### Problem details
The answer should hold exactly the lines of the entries below from the one containing "Rules: pick out each instance of the stone wall" through the last line, both included.

### Data extract
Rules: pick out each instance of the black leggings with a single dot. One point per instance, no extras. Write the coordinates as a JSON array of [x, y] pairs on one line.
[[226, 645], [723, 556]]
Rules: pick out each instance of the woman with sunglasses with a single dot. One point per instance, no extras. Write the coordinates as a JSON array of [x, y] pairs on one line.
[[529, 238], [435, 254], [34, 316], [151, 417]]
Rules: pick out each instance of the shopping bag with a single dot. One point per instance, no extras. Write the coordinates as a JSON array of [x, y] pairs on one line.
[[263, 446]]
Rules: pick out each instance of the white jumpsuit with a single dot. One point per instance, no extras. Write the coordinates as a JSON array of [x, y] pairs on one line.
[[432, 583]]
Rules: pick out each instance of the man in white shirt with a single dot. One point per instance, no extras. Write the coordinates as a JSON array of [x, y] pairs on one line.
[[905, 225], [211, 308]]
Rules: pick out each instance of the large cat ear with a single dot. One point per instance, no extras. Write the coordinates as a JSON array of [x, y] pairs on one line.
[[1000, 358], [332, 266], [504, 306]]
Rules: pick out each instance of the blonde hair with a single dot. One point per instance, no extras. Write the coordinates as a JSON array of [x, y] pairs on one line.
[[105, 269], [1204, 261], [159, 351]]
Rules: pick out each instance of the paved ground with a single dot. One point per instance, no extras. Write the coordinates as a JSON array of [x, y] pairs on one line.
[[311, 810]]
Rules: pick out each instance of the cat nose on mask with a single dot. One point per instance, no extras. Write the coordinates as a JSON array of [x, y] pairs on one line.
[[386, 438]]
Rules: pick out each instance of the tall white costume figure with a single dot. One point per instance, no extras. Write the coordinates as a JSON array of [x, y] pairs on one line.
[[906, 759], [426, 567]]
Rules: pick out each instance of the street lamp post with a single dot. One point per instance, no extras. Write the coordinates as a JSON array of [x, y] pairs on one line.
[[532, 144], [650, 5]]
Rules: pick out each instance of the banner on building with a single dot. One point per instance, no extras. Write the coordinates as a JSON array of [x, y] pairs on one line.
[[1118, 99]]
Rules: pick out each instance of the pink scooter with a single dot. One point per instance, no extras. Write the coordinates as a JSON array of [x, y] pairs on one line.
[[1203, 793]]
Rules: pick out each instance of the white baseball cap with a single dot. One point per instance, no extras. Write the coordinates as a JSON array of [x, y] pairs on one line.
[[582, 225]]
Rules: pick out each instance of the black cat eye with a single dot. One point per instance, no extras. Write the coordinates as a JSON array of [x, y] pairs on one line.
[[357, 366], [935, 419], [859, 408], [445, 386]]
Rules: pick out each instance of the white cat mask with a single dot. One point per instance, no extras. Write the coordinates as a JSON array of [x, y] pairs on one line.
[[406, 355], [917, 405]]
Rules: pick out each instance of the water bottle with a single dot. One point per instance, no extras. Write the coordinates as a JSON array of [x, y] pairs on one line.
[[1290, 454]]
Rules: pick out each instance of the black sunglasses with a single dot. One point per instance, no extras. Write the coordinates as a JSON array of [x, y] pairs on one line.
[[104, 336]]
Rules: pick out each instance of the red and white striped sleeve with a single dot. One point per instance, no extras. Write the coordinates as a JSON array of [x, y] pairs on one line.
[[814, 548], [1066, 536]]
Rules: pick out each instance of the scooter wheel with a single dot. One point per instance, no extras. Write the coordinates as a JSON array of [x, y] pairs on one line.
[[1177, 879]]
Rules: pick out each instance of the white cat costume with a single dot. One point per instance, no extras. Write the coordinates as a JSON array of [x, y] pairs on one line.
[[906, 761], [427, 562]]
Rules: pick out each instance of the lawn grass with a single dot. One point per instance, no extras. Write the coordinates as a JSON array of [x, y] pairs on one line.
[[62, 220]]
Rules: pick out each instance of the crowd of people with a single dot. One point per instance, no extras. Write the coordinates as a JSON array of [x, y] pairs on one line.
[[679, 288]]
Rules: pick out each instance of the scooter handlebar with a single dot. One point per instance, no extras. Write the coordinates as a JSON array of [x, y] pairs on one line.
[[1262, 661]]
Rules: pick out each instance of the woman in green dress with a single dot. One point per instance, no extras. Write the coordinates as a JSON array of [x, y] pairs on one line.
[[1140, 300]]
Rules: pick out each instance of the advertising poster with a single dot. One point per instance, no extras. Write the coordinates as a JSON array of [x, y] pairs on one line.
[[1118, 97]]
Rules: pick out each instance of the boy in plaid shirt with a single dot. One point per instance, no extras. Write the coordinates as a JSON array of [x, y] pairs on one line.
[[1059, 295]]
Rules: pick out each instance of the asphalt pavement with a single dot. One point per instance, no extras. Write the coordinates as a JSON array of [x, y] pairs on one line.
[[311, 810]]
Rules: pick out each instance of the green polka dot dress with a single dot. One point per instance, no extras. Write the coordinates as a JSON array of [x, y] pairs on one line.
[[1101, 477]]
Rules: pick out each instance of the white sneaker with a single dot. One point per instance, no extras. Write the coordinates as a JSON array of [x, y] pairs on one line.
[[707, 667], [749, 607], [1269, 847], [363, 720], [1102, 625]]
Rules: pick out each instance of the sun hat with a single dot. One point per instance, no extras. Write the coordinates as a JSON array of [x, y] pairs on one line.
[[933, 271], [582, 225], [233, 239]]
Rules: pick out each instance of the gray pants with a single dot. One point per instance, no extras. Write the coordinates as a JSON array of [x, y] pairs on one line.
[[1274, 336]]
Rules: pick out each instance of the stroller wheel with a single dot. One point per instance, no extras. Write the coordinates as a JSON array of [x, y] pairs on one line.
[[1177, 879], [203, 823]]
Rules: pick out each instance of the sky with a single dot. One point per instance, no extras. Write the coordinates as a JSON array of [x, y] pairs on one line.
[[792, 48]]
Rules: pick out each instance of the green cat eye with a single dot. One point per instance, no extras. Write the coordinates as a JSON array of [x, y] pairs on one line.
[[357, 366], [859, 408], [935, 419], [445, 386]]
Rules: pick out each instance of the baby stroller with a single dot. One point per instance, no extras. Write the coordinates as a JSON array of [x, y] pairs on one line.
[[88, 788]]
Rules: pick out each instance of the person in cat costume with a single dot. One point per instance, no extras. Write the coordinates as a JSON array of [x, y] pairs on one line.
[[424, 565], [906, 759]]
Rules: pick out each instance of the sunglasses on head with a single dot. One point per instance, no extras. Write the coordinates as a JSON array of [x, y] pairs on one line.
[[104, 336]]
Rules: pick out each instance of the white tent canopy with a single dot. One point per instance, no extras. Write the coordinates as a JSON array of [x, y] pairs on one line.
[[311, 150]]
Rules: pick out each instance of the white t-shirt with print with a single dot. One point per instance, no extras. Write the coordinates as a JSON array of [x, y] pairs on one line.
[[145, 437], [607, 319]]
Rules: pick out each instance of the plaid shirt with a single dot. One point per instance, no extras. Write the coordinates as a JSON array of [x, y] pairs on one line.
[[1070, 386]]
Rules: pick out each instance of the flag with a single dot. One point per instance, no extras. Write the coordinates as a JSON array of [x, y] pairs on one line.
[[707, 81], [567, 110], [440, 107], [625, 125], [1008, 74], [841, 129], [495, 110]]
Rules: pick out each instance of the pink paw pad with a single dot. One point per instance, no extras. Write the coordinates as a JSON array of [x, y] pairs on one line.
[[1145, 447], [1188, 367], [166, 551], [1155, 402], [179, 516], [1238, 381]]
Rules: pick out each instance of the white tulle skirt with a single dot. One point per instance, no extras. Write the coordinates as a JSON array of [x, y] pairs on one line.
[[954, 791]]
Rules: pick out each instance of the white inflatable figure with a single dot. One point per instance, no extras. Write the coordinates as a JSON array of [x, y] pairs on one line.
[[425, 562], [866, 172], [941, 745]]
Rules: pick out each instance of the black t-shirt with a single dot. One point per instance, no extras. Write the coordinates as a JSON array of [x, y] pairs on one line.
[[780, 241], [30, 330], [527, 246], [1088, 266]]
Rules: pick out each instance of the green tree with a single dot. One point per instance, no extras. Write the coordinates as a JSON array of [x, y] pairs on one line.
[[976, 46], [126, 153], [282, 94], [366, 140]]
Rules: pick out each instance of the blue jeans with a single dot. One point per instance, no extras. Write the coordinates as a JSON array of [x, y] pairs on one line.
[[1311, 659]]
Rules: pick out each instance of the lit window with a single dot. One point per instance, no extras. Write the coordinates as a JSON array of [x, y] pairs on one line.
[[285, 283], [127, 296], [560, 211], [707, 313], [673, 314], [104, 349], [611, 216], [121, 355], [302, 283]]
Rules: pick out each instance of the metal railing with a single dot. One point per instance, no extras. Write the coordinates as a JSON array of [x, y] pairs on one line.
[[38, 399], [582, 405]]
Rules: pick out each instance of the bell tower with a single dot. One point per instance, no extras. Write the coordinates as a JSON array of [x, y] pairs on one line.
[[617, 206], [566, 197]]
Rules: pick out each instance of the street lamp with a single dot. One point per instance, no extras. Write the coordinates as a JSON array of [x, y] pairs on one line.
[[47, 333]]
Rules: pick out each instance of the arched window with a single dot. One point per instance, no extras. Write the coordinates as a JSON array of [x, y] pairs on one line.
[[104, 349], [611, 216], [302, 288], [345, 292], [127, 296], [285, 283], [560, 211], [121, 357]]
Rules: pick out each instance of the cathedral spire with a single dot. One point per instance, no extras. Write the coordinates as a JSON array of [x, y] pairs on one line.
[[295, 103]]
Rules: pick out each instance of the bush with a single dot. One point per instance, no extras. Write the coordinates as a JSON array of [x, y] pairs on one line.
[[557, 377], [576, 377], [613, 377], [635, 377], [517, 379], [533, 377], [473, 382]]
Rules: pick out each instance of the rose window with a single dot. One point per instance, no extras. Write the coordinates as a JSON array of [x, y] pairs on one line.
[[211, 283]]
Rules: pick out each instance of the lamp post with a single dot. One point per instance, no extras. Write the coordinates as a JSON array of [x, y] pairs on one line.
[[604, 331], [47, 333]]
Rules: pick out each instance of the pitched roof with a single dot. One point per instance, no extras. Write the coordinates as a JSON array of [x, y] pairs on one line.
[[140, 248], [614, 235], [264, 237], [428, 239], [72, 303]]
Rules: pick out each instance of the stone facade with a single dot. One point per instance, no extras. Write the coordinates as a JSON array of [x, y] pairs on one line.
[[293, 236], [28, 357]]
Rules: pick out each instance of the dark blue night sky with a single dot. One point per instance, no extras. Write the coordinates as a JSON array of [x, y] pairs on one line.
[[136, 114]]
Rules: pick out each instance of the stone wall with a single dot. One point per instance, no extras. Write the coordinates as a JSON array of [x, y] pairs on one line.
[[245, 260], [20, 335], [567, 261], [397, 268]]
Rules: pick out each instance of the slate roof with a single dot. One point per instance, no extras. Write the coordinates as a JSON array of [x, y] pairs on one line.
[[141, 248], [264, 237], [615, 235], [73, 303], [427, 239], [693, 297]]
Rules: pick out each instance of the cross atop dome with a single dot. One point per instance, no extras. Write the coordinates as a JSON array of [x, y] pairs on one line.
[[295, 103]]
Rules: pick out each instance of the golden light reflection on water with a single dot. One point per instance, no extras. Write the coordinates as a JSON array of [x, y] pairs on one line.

### Exercise output
Rules: pick out each instance of the stone wall with a single dot. One point per instance, no extras. Write the coordinates as a JSON array of [x, y] pairs on one line.
[[245, 260], [20, 335], [567, 261], [397, 268]]
Rules: pick out each instance of the slate roof with a single dot. One point per instance, no extras. Write the coordinates as a JSON array of [x, y] pairs on one line.
[[141, 248], [264, 237], [615, 235], [73, 303], [427, 239], [693, 297]]
Rules: pick out each instance of the cross atop dome with a single dot. One point per instance, no extras. Write the coordinates as a JSON array of [x, y] pairs on one line.
[[295, 103]]
Rules: pick out each instance of the golden light reflection on water with a single dot. One point per instance, no extras. Write the coordinates as a JSON array of [x, y] pairs on one line.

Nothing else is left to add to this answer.